## TASK TO COMPLETE:
Transcribe the records in full; omit images.

## EXERCISE DATA:
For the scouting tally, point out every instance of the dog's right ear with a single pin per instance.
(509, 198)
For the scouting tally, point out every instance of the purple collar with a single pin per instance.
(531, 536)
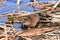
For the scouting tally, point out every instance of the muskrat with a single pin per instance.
(31, 21)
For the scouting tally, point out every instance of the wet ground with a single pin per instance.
(10, 5)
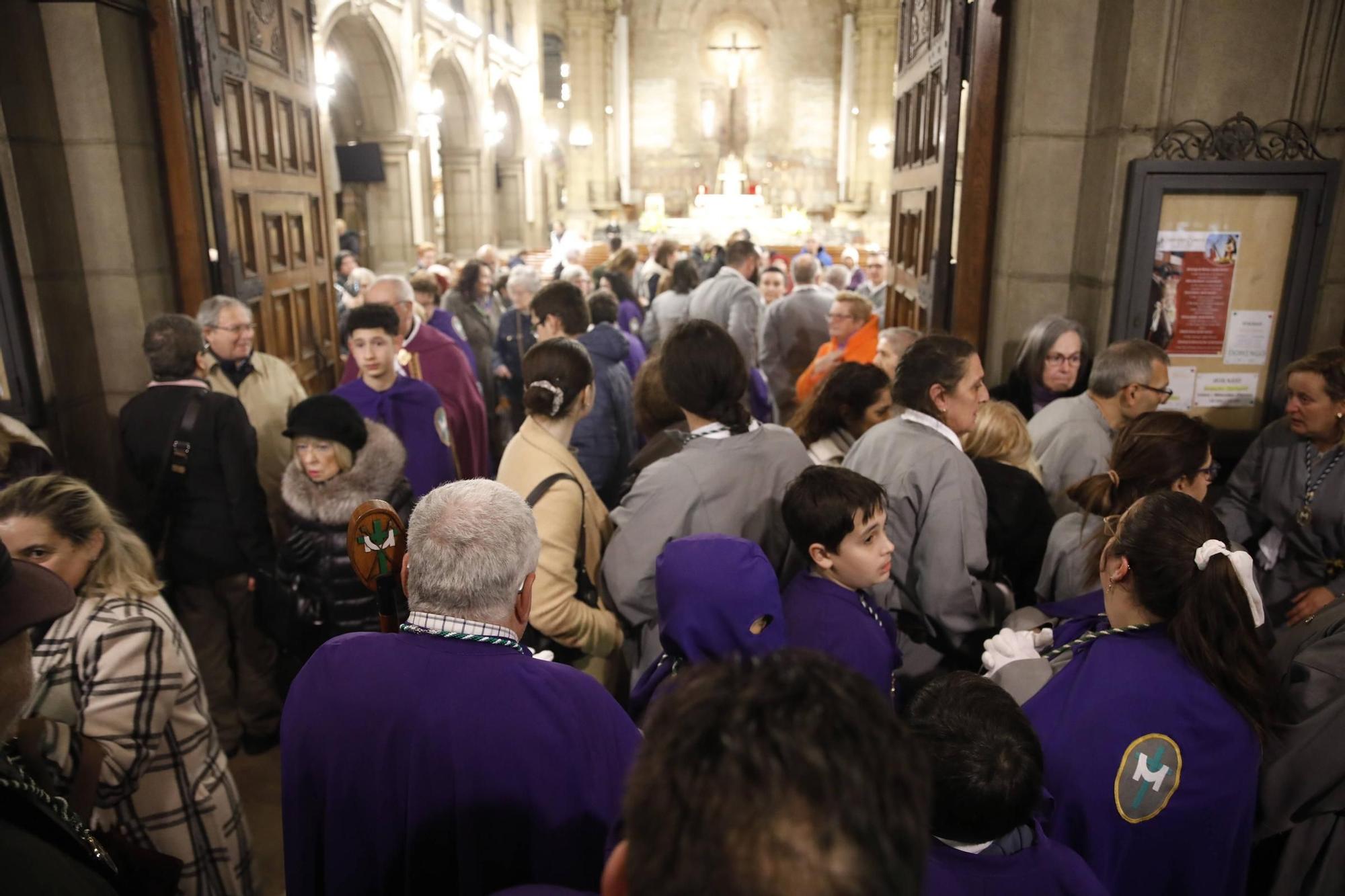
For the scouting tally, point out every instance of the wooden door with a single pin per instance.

## SOLUTION TO THIS TASK:
For the scouting tally, point out every instance of the dog's right ear with a single pin per instance.
(509, 198)
For the scouting tally, point out every instance of the purple collar with a single pin per instance.
(531, 536)
For the scouting tally, point out every instance of the muskrat with a single pin per instance.
(31, 21)
For the scouting tally, point out every instance of the wet ground with a single pin per instance.
(10, 5)
For the scouting tally, point out every instance of the wooden door with a single pin per instance.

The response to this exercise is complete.